(About this exercise):
Give the lines below again exactly, starting with the line that holds "pin: man's ear" and going on through the line that holds "pin: concrete wall".

(Supplied material):
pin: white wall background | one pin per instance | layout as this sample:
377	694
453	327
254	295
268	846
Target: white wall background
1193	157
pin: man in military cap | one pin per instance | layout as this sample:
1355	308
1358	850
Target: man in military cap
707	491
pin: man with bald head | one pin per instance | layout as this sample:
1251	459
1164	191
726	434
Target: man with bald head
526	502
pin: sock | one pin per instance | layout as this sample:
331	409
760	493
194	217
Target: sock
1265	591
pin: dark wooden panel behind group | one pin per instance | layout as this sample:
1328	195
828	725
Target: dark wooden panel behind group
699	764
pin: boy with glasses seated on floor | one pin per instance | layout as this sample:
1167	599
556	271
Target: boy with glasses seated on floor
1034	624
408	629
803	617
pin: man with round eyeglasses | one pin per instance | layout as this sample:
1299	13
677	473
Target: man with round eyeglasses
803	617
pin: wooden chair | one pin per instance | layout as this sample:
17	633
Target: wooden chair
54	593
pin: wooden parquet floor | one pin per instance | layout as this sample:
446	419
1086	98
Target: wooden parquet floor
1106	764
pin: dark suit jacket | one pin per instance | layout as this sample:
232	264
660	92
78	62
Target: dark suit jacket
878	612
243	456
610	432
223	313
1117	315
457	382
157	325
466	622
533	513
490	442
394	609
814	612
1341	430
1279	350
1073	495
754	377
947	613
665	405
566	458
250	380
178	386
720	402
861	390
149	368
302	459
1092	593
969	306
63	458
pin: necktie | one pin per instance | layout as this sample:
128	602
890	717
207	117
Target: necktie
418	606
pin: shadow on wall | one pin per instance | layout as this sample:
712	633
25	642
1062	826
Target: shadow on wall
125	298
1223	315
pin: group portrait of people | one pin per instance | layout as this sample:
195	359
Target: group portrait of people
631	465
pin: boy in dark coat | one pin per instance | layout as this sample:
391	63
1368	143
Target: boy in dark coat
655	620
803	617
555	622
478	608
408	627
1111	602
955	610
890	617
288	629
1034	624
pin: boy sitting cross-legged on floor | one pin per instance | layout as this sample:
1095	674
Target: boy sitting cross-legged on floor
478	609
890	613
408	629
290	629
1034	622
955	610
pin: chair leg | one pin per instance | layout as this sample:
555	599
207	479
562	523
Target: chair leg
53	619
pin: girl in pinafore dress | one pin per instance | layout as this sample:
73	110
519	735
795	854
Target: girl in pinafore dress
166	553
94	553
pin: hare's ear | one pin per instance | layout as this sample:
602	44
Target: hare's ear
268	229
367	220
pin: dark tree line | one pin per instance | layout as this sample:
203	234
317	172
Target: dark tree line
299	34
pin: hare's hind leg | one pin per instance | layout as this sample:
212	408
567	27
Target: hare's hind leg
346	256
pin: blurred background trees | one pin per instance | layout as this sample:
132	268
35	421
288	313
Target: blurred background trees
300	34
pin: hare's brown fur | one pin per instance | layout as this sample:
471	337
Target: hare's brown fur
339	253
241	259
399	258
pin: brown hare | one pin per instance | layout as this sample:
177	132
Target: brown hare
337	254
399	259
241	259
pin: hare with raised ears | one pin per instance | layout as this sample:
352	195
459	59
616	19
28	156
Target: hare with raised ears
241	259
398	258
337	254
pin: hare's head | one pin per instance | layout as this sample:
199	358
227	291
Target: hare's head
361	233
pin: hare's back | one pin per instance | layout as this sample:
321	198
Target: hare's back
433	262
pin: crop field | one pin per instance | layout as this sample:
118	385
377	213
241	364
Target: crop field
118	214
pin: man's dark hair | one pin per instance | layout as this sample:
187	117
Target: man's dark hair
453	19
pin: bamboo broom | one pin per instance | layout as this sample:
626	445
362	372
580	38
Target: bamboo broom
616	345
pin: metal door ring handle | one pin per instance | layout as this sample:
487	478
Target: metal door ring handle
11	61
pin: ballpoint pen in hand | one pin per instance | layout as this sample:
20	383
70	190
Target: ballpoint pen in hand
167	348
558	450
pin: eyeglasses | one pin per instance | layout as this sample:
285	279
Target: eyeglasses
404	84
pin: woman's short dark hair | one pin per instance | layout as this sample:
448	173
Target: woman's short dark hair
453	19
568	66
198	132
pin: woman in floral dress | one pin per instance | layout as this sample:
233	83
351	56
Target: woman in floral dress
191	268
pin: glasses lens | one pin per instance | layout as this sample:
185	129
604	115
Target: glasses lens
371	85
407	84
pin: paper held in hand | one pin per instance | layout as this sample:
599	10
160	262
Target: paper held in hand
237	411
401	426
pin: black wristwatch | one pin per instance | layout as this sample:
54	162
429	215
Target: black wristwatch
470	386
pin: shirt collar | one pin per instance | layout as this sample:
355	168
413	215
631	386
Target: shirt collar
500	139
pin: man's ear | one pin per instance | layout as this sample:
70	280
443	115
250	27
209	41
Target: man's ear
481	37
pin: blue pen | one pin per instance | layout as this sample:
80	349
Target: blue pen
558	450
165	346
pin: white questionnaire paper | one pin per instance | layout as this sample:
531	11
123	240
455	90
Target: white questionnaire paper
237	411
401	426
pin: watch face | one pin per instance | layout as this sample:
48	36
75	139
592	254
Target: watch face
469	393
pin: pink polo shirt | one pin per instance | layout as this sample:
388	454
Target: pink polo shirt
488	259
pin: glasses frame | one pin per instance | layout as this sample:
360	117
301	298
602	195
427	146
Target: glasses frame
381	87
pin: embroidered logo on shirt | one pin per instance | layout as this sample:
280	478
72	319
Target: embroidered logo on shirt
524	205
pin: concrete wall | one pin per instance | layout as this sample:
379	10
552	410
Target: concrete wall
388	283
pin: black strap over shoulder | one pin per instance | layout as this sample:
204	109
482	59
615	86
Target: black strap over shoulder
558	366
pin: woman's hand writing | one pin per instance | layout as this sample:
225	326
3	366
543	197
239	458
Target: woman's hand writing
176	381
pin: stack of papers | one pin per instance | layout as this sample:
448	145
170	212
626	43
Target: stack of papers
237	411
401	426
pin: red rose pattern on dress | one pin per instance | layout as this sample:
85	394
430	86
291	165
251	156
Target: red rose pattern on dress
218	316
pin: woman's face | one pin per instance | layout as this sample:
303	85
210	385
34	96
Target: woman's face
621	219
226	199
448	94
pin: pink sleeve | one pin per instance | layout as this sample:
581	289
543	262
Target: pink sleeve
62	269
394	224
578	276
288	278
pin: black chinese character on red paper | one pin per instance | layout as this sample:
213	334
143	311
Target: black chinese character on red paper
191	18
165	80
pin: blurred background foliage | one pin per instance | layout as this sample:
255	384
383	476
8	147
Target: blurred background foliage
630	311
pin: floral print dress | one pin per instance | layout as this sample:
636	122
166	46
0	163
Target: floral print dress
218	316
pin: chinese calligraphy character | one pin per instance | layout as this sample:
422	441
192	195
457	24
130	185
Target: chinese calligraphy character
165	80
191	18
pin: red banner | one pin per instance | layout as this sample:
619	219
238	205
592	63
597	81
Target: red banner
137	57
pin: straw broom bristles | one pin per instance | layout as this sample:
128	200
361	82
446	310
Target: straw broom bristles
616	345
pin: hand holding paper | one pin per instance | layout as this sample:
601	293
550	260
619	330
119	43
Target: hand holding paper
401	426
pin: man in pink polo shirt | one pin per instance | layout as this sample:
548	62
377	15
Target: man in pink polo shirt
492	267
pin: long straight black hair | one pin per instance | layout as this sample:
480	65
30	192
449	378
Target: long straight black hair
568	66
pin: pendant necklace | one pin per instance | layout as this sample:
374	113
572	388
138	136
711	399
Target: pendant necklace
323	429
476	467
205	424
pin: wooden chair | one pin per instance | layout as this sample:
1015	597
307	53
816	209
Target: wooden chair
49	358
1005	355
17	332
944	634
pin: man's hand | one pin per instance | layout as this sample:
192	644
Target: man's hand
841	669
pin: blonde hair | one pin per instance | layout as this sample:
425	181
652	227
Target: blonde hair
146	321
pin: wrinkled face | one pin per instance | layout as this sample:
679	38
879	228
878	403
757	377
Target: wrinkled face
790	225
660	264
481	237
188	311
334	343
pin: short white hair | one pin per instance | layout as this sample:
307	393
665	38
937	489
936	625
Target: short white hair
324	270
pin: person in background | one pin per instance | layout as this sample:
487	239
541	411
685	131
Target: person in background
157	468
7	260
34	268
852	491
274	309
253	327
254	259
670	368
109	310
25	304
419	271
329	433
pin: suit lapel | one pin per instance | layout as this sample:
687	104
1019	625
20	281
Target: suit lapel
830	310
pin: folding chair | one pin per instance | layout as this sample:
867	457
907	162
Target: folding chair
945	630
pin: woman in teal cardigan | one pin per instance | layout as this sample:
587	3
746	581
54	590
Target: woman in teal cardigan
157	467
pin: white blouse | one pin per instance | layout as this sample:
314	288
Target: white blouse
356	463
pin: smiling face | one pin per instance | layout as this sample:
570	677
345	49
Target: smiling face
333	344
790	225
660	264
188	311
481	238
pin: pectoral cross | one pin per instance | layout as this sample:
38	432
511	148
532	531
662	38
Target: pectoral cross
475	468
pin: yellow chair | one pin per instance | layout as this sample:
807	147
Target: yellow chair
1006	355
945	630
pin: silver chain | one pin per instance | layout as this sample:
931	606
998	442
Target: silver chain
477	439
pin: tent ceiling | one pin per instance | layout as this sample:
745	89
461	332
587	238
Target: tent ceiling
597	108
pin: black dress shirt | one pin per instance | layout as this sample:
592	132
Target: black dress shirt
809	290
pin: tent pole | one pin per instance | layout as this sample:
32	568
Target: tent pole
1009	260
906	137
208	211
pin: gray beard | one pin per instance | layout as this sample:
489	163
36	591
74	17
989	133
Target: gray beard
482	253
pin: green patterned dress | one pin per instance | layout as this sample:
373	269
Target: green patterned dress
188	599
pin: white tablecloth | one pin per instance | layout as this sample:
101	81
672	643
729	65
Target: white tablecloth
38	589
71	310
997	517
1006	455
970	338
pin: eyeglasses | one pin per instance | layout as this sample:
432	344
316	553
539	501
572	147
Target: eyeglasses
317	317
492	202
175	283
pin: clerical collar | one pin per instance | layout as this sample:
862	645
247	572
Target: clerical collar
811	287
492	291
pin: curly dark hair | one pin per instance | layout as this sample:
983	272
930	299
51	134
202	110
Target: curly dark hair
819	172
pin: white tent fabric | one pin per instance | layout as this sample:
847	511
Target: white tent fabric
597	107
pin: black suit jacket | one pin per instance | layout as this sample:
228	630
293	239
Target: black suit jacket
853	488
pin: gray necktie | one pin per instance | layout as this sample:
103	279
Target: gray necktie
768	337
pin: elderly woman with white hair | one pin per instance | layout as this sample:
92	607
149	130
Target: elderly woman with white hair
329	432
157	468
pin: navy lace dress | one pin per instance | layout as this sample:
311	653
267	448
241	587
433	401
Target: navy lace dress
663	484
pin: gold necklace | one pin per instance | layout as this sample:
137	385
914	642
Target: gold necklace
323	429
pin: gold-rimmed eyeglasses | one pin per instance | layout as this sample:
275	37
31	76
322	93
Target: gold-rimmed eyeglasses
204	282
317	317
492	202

(Exercise output):
pin: man's ear | one pin per instance | layout as this sample:
70	280
443	115
250	27
209	41
Target: man's ear
481	37
pin: blue pen | one pin per instance | layout as this sample:
80	349
Target: blue pen
558	450
165	346
pin: white questionnaire paper | one pin per instance | layout as this sample:
531	11
123	240
455	90
Target: white questionnaire paper
237	411
401	426
pin: watch face | one pin per instance | layout as this sample:
48	36
75	139
592	254
Target: watch face
469	393
pin: pink polo shirt | one pin per instance | layout as this sample:
388	454
Target: pink polo shirt
488	259
pin: glasses frame | one pin per instance | layout as this sample:
360	117
301	298
602	195
427	146
Target: glasses frame
381	87
pin: embroidered logo on shirt | one pin per instance | layout as this sample:
280	478
72	319
Target: embroidered logo on shirt
524	205
pin: concrete wall | one pin per instance | layout as this sample:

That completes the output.